◆ Exercise:
Once the line containing "Mark the innermost point of each instance of the lime flesh" is located, output it and every line after it through the end of the records, exactly as written and nothing else.

◆ Exercise material:
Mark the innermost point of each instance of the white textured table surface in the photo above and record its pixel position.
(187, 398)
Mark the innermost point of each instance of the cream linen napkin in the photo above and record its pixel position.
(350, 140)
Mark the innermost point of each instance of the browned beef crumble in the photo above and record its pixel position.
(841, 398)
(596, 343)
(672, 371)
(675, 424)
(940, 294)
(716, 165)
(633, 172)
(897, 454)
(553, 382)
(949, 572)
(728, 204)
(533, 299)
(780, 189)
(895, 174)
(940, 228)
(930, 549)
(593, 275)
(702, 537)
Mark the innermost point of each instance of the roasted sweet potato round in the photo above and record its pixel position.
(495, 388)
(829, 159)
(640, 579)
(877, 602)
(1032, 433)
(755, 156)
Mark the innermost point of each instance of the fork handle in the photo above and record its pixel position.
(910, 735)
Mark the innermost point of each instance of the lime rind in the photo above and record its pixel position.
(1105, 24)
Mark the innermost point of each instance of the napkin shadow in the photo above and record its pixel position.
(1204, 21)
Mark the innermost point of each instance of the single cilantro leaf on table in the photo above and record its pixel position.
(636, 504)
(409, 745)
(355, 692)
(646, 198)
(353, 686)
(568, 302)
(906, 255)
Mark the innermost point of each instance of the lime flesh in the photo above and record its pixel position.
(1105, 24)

◆ Solution below:
Mark the innermost point of each instance of the lime flesh in the photo above and record its pixel position.
(1105, 24)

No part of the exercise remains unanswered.